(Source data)
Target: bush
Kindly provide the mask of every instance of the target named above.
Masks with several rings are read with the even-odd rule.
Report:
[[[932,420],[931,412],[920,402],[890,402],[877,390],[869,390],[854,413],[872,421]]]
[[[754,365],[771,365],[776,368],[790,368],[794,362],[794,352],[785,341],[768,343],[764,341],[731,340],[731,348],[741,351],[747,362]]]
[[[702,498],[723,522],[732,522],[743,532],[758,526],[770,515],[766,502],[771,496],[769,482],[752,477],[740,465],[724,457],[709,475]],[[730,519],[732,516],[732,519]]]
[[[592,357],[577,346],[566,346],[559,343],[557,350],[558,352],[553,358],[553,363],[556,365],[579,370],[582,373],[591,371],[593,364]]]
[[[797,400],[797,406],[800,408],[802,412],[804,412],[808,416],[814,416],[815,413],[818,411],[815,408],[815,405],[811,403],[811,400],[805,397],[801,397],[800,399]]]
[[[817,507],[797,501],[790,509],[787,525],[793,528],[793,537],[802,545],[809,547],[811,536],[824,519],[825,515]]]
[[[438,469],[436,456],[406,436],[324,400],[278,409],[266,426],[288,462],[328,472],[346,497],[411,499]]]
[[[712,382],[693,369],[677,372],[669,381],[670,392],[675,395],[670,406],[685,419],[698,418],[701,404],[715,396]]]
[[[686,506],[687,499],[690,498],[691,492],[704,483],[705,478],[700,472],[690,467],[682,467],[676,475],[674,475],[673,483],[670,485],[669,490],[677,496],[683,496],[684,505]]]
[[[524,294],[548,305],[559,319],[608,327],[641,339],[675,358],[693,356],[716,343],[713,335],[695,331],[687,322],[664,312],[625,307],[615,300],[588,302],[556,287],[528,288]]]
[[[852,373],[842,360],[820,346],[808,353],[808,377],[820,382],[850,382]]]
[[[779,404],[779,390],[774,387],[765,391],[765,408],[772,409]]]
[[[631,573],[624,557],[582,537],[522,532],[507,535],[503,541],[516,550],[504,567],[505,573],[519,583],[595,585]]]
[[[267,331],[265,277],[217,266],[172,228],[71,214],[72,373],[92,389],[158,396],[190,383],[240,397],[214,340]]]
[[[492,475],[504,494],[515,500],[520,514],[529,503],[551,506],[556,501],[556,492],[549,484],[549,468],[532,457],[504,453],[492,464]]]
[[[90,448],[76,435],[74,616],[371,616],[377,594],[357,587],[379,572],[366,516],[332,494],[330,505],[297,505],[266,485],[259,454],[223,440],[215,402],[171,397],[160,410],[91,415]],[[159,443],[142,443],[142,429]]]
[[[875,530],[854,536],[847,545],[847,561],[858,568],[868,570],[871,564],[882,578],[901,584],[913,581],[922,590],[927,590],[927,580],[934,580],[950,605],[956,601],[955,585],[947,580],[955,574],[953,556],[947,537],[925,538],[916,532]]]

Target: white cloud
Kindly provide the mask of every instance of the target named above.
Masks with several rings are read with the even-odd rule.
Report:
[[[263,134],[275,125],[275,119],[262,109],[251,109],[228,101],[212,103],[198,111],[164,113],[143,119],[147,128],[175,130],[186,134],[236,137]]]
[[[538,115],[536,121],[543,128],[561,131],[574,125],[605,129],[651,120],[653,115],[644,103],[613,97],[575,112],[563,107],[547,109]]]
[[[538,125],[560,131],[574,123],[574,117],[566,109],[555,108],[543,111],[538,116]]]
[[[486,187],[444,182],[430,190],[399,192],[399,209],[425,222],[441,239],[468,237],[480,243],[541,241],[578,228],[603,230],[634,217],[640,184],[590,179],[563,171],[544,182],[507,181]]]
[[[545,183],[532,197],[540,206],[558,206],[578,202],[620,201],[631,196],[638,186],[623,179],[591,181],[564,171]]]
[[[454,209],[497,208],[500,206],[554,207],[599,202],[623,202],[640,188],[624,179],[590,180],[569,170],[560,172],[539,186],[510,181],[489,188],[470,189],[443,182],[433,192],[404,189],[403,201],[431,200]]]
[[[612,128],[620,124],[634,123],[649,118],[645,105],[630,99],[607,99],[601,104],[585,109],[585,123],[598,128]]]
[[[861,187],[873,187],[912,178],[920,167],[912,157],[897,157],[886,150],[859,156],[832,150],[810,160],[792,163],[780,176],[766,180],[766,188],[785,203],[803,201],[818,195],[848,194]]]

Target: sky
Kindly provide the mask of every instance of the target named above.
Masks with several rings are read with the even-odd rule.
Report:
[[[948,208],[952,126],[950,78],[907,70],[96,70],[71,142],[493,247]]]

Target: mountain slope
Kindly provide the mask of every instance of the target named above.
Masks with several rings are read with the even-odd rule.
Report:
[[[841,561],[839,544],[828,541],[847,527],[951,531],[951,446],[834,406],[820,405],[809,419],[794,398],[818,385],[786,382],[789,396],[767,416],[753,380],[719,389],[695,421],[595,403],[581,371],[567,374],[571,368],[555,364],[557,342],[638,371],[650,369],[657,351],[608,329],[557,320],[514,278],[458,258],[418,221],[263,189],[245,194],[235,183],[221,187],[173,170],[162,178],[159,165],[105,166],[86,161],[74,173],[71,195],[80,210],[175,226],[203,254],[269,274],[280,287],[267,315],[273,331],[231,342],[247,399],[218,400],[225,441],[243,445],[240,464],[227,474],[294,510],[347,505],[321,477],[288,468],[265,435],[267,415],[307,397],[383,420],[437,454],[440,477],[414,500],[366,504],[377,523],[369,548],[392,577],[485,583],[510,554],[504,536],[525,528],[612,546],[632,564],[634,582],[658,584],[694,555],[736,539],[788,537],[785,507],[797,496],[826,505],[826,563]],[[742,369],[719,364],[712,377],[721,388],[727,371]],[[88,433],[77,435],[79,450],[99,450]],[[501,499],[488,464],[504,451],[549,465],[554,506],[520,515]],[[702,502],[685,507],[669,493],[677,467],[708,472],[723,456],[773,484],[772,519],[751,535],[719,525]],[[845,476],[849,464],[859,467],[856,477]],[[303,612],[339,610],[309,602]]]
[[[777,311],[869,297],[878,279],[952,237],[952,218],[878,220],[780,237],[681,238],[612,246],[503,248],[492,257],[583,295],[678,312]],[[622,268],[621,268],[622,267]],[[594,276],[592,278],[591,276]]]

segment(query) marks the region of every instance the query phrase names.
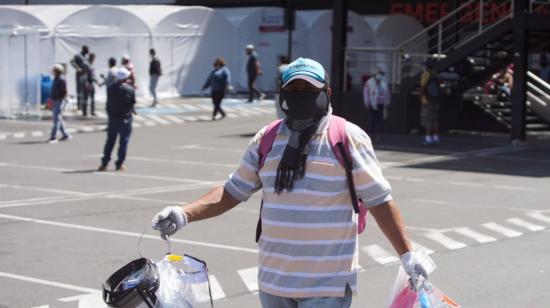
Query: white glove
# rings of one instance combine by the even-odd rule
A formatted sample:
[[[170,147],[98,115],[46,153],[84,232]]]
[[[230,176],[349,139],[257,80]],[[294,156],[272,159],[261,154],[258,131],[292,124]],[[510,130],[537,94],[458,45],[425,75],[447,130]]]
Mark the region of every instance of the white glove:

Required action = Repeat all of the entries above exactly. Keep pictures out of it.

Output for this task =
Target: bush
Kindly provide the mask of every instance of the target named above.
Masks with several rings are read with the even-odd rule.
Report:
[[[932,420],[931,412],[920,402],[890,402],[877,390],[869,390],[854,413],[872,421]]]
[[[754,365],[771,365],[776,368],[790,368],[794,362],[794,352],[785,341],[768,343],[764,341],[731,340],[731,348],[741,351],[747,362]]]
[[[702,498],[723,522],[732,522],[743,532],[758,526],[770,515],[766,502],[771,496],[769,482],[752,477],[740,465],[724,457],[709,475]],[[730,519],[732,516],[732,519]]]
[[[592,357],[577,346],[566,346],[559,343],[557,350],[558,352],[553,358],[553,363],[556,365],[579,370],[582,373],[591,371],[593,364]]]
[[[797,400],[797,406],[800,408],[802,412],[804,412],[808,416],[814,416],[815,413],[818,411],[815,408],[815,405],[811,403],[811,400],[805,397],[801,397],[800,399]]]
[[[817,507],[797,501],[790,509],[787,525],[793,528],[793,537],[802,545],[809,547],[811,536],[824,519],[825,515]]]
[[[438,469],[436,456],[406,436],[324,400],[278,409],[266,426],[288,462],[328,472],[346,497],[411,499]]]
[[[712,382],[693,369],[677,372],[669,381],[670,392],[675,395],[670,406],[685,419],[698,418],[701,404],[715,396]]]
[[[686,506],[687,499],[690,498],[691,492],[704,483],[705,478],[700,472],[690,467],[682,467],[676,475],[674,475],[673,483],[670,485],[669,490],[677,496],[683,496],[684,505]]]
[[[524,294],[548,305],[559,319],[608,327],[641,339],[675,358],[693,356],[716,343],[713,335],[695,331],[687,322],[664,312],[625,307],[615,300],[588,302],[556,287],[528,288]]]
[[[852,373],[842,360],[820,346],[808,353],[808,377],[820,382],[850,382]]]
[[[779,404],[779,390],[774,387],[765,391],[765,408],[772,409]]]
[[[631,573],[624,557],[582,537],[522,532],[507,535],[503,541],[516,550],[504,567],[505,573],[519,583],[595,585]]]
[[[267,331],[265,277],[217,266],[172,228],[71,214],[72,373],[92,389],[158,396],[190,383],[240,397],[214,340]]]
[[[492,475],[504,494],[515,500],[520,514],[529,503],[551,506],[556,501],[556,492],[549,484],[549,468],[532,457],[504,453],[492,464]]]
[[[90,448],[76,435],[74,616],[371,616],[377,594],[357,587],[379,572],[366,516],[332,494],[330,505],[297,505],[266,485],[259,454],[223,440],[215,402],[171,397],[160,410],[91,415]],[[159,443],[142,443],[142,429]]]
[[[875,530],[854,536],[847,545],[847,561],[858,568],[868,570],[871,564],[882,578],[901,584],[913,581],[922,590],[927,590],[927,580],[934,580],[950,605],[956,601],[955,585],[947,580],[955,574],[953,556],[947,537],[925,538],[916,532]]]

Target: white cloud
Kindly provide the mask of every instance of the target named above.
Masks with several rings are read with the even-odd rule.
Report:
[[[263,134],[275,125],[275,119],[262,109],[251,109],[228,101],[212,103],[198,111],[164,113],[143,119],[147,128],[175,130],[186,134],[236,137]]]
[[[538,115],[536,121],[543,128],[561,131],[574,125],[605,129],[651,120],[653,115],[644,103],[613,97],[575,112],[563,107],[547,109]]]
[[[538,125],[560,131],[574,123],[574,117],[566,109],[555,108],[543,111],[538,116]]]
[[[486,187],[444,182],[430,190],[399,192],[399,209],[425,222],[441,239],[468,237],[480,243],[541,241],[578,228],[603,230],[634,217],[640,184],[590,179],[563,171],[544,182],[507,181]]]
[[[545,183],[532,197],[540,206],[558,206],[578,202],[620,201],[631,196],[638,186],[623,179],[591,181],[564,171]]]
[[[454,209],[497,208],[500,206],[554,207],[599,202],[623,202],[640,188],[624,179],[590,180],[569,170],[560,172],[539,186],[510,181],[489,188],[470,189],[443,182],[433,192],[404,189],[403,201],[431,200]]]
[[[612,128],[620,124],[634,123],[649,118],[645,105],[630,99],[607,99],[601,104],[585,109],[585,123],[598,128]]]
[[[861,187],[873,187],[912,178],[920,167],[912,157],[897,157],[886,150],[859,156],[832,150],[810,160],[792,163],[780,176],[766,180],[766,188],[785,203],[803,201],[818,195],[848,194]]]

Target: sky
Kindly provide the mask of every instance of the target named above.
Masks with several rings are read with the even-odd rule.
Report:
[[[948,208],[952,126],[950,78],[907,70],[96,70],[71,142],[493,247]]]

Target: mountain slope
Kindly provide the mask of every instance of the target named above.
Masks with several rings are read with the even-odd rule.
Report:
[[[841,561],[839,544],[828,541],[847,527],[951,531],[951,446],[834,406],[820,405],[809,419],[794,398],[818,385],[786,382],[789,396],[767,416],[753,380],[719,389],[695,421],[595,403],[581,371],[567,374],[571,368],[555,364],[557,342],[638,371],[650,369],[657,351],[608,329],[557,320],[514,278],[458,258],[418,221],[263,189],[245,194],[235,183],[221,187],[173,170],[162,178],[159,165],[105,166],[86,161],[74,173],[71,195],[80,210],[175,226],[203,254],[269,274],[280,287],[267,315],[273,331],[231,342],[247,399],[218,400],[225,441],[243,445],[240,464],[227,474],[294,510],[347,505],[321,477],[288,468],[265,435],[267,415],[307,397],[383,420],[437,454],[440,477],[414,500],[366,504],[377,523],[369,548],[392,577],[485,583],[510,554],[504,536],[525,528],[612,546],[632,564],[634,582],[658,584],[694,555],[736,539],[788,537],[785,507],[797,496],[826,505],[826,563]],[[742,369],[719,364],[712,377],[721,388],[727,371]],[[88,433],[77,435],[79,450],[99,450]],[[501,499],[488,464],[504,451],[549,465],[554,506],[520,515]],[[702,502],[685,507],[669,493],[677,467],[708,472],[723,456],[773,484],[772,519],[751,535],[719,525]],[[845,476],[849,464],[859,467],[856,477]],[[303,612],[339,610],[309,602]]]
[[[777,311],[869,297],[878,279],[952,237],[952,218],[878,220],[780,237],[681,238],[612,246],[503,248],[492,257],[583,295],[678,312]],[[622,268],[621,268],[622,267]],[[594,276],[592,278],[591,276]]]

segment(query) marks the region of every instance the query phrase names.
Query: white glove
# rings of one instance combine by the even-odd rule
A formatted sample:
[[[170,147],[98,115],[46,153],[84,232]]]
[[[230,176],[349,139],[257,80]],[[294,156],[272,159],[261,154],[258,131],[292,124]],[[510,130],[537,94],[458,45],[425,75],[447,130]]]
Mark the region of every instance of the white glove:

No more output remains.